(Beginning of Data under study)
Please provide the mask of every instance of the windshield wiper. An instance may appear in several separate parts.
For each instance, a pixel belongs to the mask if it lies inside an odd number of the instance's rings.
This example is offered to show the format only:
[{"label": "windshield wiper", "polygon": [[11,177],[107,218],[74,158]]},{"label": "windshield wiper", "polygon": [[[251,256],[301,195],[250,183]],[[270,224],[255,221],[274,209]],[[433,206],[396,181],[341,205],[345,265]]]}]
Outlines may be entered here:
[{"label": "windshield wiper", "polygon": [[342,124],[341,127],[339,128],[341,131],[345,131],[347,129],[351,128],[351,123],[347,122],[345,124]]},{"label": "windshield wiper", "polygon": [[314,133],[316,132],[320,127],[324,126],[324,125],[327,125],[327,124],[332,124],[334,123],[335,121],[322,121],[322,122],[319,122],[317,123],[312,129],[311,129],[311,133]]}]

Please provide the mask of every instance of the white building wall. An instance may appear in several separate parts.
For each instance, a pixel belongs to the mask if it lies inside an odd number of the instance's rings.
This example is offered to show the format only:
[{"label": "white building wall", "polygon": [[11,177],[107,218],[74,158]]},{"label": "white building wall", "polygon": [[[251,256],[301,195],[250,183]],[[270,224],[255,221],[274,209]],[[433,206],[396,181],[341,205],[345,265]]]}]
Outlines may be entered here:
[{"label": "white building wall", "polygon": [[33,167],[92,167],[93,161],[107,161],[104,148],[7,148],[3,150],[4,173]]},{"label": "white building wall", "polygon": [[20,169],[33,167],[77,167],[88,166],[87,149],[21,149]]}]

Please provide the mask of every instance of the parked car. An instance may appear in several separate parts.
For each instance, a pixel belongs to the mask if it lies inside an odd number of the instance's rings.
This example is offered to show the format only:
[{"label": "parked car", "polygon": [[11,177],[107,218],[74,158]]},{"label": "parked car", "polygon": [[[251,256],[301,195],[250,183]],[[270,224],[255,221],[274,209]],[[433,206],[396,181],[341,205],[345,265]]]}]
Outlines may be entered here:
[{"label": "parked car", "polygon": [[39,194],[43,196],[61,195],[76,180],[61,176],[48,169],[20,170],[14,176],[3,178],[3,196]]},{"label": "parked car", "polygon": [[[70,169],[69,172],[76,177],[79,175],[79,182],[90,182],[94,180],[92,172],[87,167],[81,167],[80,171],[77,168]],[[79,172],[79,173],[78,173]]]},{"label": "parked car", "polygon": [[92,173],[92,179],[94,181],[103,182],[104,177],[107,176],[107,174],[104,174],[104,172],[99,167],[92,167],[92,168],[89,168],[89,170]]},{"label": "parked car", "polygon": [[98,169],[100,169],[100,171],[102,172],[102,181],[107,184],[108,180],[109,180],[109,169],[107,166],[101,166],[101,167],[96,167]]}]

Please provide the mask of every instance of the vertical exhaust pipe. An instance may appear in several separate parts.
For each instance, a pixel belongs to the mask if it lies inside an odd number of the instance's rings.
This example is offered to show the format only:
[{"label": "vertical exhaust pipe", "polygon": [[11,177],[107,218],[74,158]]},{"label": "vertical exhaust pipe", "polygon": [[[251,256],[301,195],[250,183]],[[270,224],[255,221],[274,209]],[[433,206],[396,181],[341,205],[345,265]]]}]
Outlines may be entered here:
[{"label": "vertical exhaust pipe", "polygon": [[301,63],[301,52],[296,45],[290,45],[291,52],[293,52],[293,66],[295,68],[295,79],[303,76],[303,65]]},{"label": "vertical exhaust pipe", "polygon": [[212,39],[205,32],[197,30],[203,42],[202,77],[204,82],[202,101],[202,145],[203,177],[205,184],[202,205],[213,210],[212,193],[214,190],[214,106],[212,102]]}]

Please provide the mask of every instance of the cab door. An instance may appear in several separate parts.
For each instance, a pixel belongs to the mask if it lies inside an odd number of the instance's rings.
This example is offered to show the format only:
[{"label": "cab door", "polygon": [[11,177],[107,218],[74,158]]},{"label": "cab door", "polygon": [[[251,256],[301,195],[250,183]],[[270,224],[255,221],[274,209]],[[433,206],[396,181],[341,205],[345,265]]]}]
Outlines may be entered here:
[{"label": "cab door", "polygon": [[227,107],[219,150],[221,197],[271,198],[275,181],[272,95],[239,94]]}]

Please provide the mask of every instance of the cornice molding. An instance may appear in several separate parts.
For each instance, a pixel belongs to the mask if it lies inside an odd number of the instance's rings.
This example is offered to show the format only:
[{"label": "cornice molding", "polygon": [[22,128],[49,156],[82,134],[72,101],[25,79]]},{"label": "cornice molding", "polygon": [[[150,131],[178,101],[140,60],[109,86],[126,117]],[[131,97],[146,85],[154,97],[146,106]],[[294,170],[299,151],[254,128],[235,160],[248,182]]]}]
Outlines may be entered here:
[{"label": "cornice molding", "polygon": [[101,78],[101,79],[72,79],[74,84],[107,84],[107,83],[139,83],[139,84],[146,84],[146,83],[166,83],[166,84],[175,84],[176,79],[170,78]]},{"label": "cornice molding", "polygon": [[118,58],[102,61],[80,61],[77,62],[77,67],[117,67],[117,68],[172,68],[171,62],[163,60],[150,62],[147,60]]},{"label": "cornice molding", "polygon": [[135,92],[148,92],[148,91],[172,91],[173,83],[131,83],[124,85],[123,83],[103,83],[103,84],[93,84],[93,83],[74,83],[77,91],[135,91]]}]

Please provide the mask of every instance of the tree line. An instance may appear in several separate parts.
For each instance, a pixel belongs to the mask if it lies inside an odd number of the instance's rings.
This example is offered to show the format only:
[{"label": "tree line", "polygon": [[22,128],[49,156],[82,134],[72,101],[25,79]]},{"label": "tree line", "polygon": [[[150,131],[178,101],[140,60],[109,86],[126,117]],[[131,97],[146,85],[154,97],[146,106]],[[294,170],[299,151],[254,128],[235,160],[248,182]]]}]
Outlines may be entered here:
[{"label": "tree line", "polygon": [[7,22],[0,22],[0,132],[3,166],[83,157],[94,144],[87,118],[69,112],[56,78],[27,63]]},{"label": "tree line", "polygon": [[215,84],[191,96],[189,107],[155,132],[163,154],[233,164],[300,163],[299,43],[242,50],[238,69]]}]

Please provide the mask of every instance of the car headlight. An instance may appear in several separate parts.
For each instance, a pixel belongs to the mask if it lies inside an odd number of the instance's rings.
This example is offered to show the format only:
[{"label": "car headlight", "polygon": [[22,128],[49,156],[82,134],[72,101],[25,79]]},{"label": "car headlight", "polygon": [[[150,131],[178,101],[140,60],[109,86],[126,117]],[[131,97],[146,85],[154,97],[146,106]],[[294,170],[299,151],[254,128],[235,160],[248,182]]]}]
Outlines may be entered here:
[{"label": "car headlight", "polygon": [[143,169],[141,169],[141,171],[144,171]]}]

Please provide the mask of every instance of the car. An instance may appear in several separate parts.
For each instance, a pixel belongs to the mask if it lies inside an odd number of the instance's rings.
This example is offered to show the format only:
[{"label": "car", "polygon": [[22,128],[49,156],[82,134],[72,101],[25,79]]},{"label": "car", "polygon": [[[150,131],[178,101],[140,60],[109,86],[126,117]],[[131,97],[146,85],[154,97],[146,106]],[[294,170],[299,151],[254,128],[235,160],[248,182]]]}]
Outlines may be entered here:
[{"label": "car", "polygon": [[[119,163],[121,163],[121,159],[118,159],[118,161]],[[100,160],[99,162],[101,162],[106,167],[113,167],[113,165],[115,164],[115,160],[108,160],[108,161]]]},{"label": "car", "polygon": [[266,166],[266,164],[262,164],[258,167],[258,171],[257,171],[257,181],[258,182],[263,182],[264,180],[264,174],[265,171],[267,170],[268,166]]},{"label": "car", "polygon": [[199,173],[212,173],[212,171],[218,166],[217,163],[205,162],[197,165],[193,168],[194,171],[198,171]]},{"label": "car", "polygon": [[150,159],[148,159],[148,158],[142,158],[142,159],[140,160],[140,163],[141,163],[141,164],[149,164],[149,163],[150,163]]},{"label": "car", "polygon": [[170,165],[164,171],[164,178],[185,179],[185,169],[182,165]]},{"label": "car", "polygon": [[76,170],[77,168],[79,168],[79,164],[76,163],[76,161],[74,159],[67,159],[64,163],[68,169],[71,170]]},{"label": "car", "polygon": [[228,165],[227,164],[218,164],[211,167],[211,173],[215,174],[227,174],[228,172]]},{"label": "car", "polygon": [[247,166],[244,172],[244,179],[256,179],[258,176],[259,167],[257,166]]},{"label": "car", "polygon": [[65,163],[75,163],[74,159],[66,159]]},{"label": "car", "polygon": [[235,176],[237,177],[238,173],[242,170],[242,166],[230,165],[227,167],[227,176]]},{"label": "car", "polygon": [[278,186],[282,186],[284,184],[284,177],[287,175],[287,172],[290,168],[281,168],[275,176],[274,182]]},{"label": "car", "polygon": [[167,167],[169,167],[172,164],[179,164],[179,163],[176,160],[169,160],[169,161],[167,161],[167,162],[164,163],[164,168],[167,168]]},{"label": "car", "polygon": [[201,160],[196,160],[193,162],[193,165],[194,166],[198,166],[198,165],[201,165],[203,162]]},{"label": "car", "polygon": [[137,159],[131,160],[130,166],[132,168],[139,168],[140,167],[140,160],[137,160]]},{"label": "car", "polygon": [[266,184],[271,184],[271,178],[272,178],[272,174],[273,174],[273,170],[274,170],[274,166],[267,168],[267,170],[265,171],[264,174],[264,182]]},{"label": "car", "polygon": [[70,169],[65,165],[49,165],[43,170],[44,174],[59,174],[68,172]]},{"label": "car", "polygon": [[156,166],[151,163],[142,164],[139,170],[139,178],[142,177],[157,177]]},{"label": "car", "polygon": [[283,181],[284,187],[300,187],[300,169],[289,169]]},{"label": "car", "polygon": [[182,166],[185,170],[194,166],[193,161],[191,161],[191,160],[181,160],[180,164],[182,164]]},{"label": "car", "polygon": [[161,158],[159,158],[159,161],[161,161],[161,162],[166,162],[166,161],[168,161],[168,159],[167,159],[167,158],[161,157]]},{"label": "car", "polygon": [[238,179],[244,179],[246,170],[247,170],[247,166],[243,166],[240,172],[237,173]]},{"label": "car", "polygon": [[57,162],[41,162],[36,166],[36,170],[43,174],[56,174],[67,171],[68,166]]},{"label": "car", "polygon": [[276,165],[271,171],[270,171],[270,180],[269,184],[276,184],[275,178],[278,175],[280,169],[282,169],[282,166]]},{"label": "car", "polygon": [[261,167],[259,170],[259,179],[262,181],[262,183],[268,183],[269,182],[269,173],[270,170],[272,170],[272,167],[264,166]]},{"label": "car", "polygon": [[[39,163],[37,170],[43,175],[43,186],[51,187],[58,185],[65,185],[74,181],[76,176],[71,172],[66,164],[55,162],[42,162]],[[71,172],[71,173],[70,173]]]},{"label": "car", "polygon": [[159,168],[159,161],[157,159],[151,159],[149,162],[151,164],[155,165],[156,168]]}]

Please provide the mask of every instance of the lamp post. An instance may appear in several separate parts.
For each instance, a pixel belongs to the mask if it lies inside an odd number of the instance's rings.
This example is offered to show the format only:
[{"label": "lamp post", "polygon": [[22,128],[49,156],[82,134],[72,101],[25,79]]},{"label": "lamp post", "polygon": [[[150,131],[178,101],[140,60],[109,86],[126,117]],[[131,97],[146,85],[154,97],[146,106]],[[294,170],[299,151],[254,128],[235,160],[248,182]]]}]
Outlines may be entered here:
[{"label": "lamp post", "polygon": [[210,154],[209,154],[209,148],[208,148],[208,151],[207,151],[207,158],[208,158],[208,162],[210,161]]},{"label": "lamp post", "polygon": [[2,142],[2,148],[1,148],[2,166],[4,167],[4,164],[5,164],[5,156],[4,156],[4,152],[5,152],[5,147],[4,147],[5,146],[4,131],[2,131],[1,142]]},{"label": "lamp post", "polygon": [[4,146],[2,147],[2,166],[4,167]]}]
(End of Data under study)
* What to work on *
Only the lines containing the string "provide" are needed; pull them out of the records.

* Solution *
Please provide the mask of every instance of the windshield wiper. An instance may appear in several separate parts.
Please provide the mask of every instance of the white building wall. An instance may appear in several separate parts.
Please provide the mask of every instance of the parked car. An instance may appear in several separate parts.
Please provide the mask of every instance of the vertical exhaust pipe. An instance may appear in several separate parts.
Please provide the mask of every instance of the cab door. An instance may appear in several separate parts.
Please provide the mask of every instance of the cornice molding. An instance may appear in several separate parts.
Please provide the mask of every instance of the tree line. An instance may appear in several separate parts.
Please provide the mask of every instance of the car headlight. An instance may appear in several separate parts.
Please provide the mask of every instance of the car. An instance may appear in several separate parts.
Please provide the mask of every instance of the lamp post. An instance may appear in several separate parts.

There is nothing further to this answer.